Document excerpt:
Attorney General Dana Nessel | Whitmer office photo
In light of violence and harassment targeted toward election officials, poll workers, voters and volunteers, the Voter Protection Program (VPP) held a press briefing Wednesday to discuss “this unprecedented moment in U.S. election history.”
Speakers at the briefing, which included Michigan Attorney General Dana Nessel, were very clear: These threats of violence will not be tolerated and they will do everything they can to protect election officials.
“Violence and harassment targeted toward election officials, poll workers, voters, and volunteers are mounting across the country as Trump and his allies continue to make baseless claims about voter fraud and the election,” said Joanna Lydgate, national director of VPP.
Just this week, there have been reports of credible threats of violence suspected of right-wing extremist groups that resulted in the shutting down legislative buildings in Michigan. Earlier this month, Michigan Secretary of State Jocelyn Benson was threatened by armed protesters outside her home.
“Last week, the United States Supreme Court dismissed Texas AG [Ken] Paxton’s absolutely shameful lawsuit that attempted to overturn the election in Michigan and three other swing states. And earlier this week, the electoral college certified President-elect Joe Biden’s win,” Nessel said. “The outcome of the election is now crystal clear: Voters chose Joe Biden as their next president of the United States. … But, despite this fact, an emboldened group of [President] Trump supporters and alt-right extremists are simply refusing to accept the certified election results and they are inflicting violence, threats and harassment towards our election officials and other public officials.”
Nessel said she fully supports the right to peacefully protest, but no one has the right to threaten violence.
“It’s unacceptable that our secretary of state, Jocelyn Benson, was met with armed protesters outside of her home a few weeks ago and faced violent threats,” Nessel said. “It’s unacceptable that we were forced to close all of our legislative offices in Lansing on Monday.”
Nessel said she wants to make it clear that they intend to keep election officials safe. Threats against election officials are threats against democracy and each citizen’s right to vote, she said.
“Our democracy relies on the state and local officials who administer our elections. They are the keepers of our democracy and we owe them an enormous debt of gratitude,” she said.
Nessel also discussed an overwhelming amount of threatening phone calls and emails that are being made to her office. She said these calls are interfering with the everyday workings of her office.
“There are many serious COVID-19- related issues going on right now,” she said. “These COVID scans — we need to be able to respond to them. But we can’t because we’re getting so many calls in around the clock about these fraudulent election claims that are being made. It’s really troubling.”
She said these phone calls and emails are disruptive and are many times direct threats.
On Saturday, election-related violence broke out in the streets of Washington, D.C., by the Proud Boys, a western Chauvinist group. As electors cemented Biden’s win this week, threats and intimidation tactics have continued to be made in swing states like Georgia, Arizona and Pennsylvania.

Material supplied:
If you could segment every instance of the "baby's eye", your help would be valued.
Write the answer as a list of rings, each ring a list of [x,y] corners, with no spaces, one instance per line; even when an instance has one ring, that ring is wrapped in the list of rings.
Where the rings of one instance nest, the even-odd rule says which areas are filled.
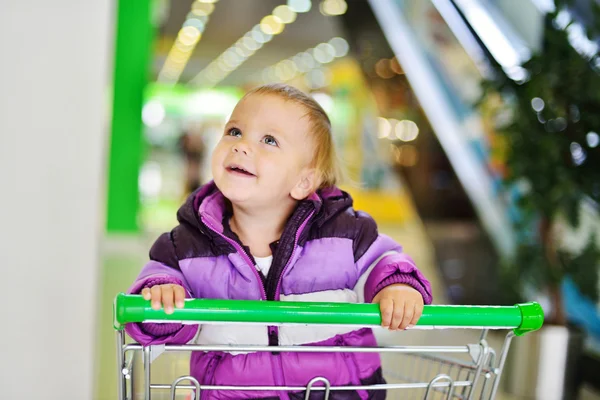
[[[227,135],[235,137],[242,136],[242,131],[240,131],[238,128],[231,128],[229,131],[227,131]]]
[[[269,146],[278,146],[279,145],[277,143],[277,140],[273,136],[265,136],[265,138],[263,139],[263,142],[265,144],[268,144]]]

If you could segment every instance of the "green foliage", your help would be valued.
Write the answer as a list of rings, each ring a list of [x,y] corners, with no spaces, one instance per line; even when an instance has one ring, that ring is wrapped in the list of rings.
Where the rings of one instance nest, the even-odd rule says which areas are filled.
[[[557,8],[565,4],[557,1]],[[597,4],[592,9],[600,14]],[[600,202],[600,146],[594,146],[600,133],[600,74],[572,47],[568,33],[556,28],[557,14],[548,15],[541,49],[523,66],[524,82],[509,79],[495,65],[495,79],[484,83],[483,101],[501,93],[499,115],[510,116],[511,122],[500,127],[507,181],[526,188],[517,204],[523,217],[517,227],[520,244],[503,276],[525,278],[544,290],[569,275],[587,296],[598,299],[600,252],[593,238],[581,254],[568,254],[554,250],[541,228],[548,226],[542,221],[551,226],[560,215],[576,228],[582,201]],[[600,18],[594,21],[588,32],[596,36]],[[523,227],[534,232],[524,233]]]

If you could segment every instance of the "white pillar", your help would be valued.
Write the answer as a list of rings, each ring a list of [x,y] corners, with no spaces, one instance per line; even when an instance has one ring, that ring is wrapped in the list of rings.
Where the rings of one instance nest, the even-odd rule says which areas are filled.
[[[110,0],[0,2],[0,398],[91,399]]]

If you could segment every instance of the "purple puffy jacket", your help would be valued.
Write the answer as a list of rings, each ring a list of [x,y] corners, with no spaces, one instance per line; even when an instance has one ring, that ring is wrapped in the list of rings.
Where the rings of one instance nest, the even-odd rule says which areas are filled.
[[[177,217],[179,225],[158,238],[130,293],[178,283],[189,297],[238,300],[371,302],[385,286],[406,283],[426,304],[431,287],[392,239],[378,234],[372,218],[352,209],[337,188],[321,190],[298,203],[279,241],[266,277],[229,229],[227,200],[209,183],[193,193]],[[245,326],[128,324],[143,345],[341,345],[375,346],[371,329],[347,326]],[[190,373],[205,385],[306,386],[316,376],[332,385],[383,383],[376,353],[194,352]],[[322,392],[315,393],[315,398]],[[283,391],[204,391],[203,399],[303,399]],[[313,397],[313,396],[311,396]],[[332,400],[379,399],[383,391],[334,391]]]

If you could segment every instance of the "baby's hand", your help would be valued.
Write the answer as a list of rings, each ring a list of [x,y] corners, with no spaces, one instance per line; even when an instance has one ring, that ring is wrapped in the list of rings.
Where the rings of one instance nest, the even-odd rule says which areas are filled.
[[[155,285],[142,290],[142,296],[152,302],[153,309],[160,310],[163,305],[166,314],[173,314],[173,303],[177,308],[183,308],[185,289],[183,286],[174,284]]]
[[[403,283],[383,288],[373,303],[379,304],[381,325],[391,331],[416,325],[423,313],[423,296]]]

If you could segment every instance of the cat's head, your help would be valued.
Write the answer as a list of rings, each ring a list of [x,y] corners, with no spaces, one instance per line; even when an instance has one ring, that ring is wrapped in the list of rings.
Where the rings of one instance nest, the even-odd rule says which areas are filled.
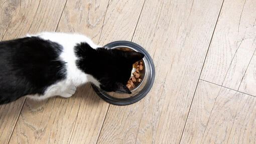
[[[80,54],[83,60],[80,60],[78,66],[99,82],[100,88],[106,92],[131,94],[126,84],[131,77],[133,64],[142,60],[144,54],[135,51],[83,47]]]

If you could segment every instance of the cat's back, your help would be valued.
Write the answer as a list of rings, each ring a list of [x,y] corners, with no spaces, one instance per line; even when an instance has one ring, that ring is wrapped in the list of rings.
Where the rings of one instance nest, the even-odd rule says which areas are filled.
[[[0,42],[0,104],[42,94],[64,78],[65,62],[59,58],[62,49],[36,36]]]

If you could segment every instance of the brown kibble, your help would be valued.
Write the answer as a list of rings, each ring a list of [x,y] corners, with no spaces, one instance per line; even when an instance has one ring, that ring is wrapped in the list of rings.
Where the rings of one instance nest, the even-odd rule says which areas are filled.
[[[132,87],[133,87],[133,88],[135,88],[135,85],[134,84],[134,83],[133,83],[133,84],[132,84]]]
[[[140,70],[143,70],[143,66],[140,65]]]
[[[139,73],[140,72],[140,70],[139,70],[139,68],[136,68],[136,70],[135,70],[137,72]]]
[[[134,82],[133,82],[133,81],[132,81],[132,80],[129,80],[129,81],[128,81],[128,82],[127,82],[127,83],[130,84],[131,85],[133,84],[134,84]]]
[[[138,73],[137,73],[134,76],[135,78],[140,78],[140,74]]]
[[[134,78],[134,76],[133,76],[133,77],[132,77],[132,80],[133,81],[133,82],[136,82],[136,78]]]
[[[132,85],[131,85],[131,84],[126,84],[126,86],[129,88],[129,90],[131,90],[132,88]]]

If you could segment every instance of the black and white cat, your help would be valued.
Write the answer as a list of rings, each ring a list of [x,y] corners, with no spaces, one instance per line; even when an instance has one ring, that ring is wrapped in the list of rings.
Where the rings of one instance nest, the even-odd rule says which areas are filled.
[[[43,32],[0,42],[0,104],[28,96],[69,98],[87,82],[107,92],[131,94],[133,64],[144,55],[106,49],[85,36]]]

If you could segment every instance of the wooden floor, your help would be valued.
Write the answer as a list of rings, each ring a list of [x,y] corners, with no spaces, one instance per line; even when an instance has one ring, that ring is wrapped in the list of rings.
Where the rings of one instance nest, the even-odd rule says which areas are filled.
[[[0,106],[1,144],[256,143],[256,0],[0,0],[0,40],[79,32],[145,48],[156,66],[137,103],[70,98]]]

Problem requirements: Please repeat the article on threats against election officials, beginning at the words "Attorney General Dana Nessel |" and stopping after "protect election officials.", and switch "press briefing" to "news conference".

Answer space:
Attorney General Dana Nessel | Whitmer office photo
In light of violence and harassment targeted toward election officials, poll workers, voters and volunteers, the Voter Protection Program (VPP) held a news conference Wednesday to discuss “this unprecedented moment in U.S. election history.”
Speakers at the briefing, which included Michigan Attorney General Dana Nessel, were very clear: These threats of violence will not be tolerated and they will do everything they can to protect election officials.